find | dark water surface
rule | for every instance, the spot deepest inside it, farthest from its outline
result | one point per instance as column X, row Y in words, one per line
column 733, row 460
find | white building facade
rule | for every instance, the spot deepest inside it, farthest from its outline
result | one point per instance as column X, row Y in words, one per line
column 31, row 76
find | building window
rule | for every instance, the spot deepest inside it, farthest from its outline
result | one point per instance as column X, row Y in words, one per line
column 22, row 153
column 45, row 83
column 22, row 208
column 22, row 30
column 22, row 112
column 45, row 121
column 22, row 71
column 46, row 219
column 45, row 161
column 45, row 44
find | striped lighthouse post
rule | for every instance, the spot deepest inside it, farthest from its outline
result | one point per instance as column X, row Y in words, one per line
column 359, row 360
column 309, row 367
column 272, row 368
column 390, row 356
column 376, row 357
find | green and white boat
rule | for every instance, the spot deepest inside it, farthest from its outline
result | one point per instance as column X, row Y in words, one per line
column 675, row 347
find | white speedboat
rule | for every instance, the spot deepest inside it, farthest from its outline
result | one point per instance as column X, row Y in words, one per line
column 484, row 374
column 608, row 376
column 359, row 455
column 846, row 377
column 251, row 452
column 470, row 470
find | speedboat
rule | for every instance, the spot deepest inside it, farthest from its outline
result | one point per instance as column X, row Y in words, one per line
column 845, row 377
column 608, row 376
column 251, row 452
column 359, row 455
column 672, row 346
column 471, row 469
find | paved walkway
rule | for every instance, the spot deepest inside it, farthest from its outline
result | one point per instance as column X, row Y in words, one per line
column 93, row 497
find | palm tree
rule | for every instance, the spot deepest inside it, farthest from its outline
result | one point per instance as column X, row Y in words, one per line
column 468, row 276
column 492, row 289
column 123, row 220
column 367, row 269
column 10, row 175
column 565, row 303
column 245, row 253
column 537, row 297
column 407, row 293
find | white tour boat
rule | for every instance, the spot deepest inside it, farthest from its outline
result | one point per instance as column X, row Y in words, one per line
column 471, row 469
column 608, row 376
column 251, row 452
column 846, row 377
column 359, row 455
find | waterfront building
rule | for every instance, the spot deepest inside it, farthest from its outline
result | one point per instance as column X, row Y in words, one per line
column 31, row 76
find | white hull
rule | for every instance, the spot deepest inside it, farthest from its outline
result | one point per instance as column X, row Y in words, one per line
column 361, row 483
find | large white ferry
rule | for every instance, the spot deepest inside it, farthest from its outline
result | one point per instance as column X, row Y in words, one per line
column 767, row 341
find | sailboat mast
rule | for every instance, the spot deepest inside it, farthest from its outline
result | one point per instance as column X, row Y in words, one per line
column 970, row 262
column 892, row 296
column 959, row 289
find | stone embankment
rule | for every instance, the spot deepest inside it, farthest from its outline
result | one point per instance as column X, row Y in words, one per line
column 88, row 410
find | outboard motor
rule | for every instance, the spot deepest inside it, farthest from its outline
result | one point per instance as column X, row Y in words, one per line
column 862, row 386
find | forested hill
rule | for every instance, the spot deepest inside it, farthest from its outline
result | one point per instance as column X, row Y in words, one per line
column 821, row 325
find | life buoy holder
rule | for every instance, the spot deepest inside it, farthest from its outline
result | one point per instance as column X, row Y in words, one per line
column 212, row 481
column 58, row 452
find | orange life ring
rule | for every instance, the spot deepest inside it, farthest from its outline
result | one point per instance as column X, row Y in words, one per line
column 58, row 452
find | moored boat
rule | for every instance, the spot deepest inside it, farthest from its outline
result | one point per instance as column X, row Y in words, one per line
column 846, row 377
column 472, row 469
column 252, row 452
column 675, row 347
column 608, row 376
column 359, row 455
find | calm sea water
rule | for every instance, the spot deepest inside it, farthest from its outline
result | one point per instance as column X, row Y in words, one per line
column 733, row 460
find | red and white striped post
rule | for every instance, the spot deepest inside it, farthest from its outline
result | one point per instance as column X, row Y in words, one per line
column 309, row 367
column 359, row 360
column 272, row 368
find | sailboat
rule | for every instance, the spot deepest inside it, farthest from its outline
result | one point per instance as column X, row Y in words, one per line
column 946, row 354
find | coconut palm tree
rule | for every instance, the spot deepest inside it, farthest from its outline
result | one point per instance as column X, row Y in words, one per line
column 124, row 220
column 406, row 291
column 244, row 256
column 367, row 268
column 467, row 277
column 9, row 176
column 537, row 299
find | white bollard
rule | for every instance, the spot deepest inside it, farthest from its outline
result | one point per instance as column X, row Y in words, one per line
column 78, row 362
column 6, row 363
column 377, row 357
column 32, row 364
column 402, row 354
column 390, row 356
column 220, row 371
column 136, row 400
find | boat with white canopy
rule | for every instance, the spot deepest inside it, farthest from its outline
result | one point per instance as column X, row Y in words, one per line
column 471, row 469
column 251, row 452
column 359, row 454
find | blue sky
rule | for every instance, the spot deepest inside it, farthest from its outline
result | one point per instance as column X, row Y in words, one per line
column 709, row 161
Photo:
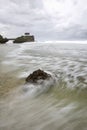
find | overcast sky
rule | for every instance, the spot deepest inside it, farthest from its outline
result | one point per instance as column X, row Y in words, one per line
column 46, row 19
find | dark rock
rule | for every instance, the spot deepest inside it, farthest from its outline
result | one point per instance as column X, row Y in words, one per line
column 3, row 40
column 38, row 75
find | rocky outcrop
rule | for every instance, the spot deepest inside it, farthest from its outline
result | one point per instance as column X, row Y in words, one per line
column 3, row 40
column 38, row 75
column 23, row 39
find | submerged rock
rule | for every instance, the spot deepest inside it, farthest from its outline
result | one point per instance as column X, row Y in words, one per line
column 38, row 75
column 3, row 40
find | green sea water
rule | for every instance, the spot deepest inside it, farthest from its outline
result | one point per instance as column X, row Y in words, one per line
column 61, row 107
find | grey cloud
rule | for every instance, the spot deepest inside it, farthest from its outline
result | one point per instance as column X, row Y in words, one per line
column 17, row 16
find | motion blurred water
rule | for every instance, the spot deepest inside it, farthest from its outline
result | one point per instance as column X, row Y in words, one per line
column 61, row 107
************
PROBLEM DETAILS: Put the rows from the line containing "find | motion blurred water" through the end of the rows into a two-column CSV with the columns input and output. Give one line for each row's text and its answer, with each value in a single quoted field and line breaks replaced by spaces.

THE RESULT:
input,output
"find | motion blurred water rule | for every instance, the spot deepest inside it, farthest from its outline result | one point per instance as column X, row Y in words, one per line","column 61, row 107"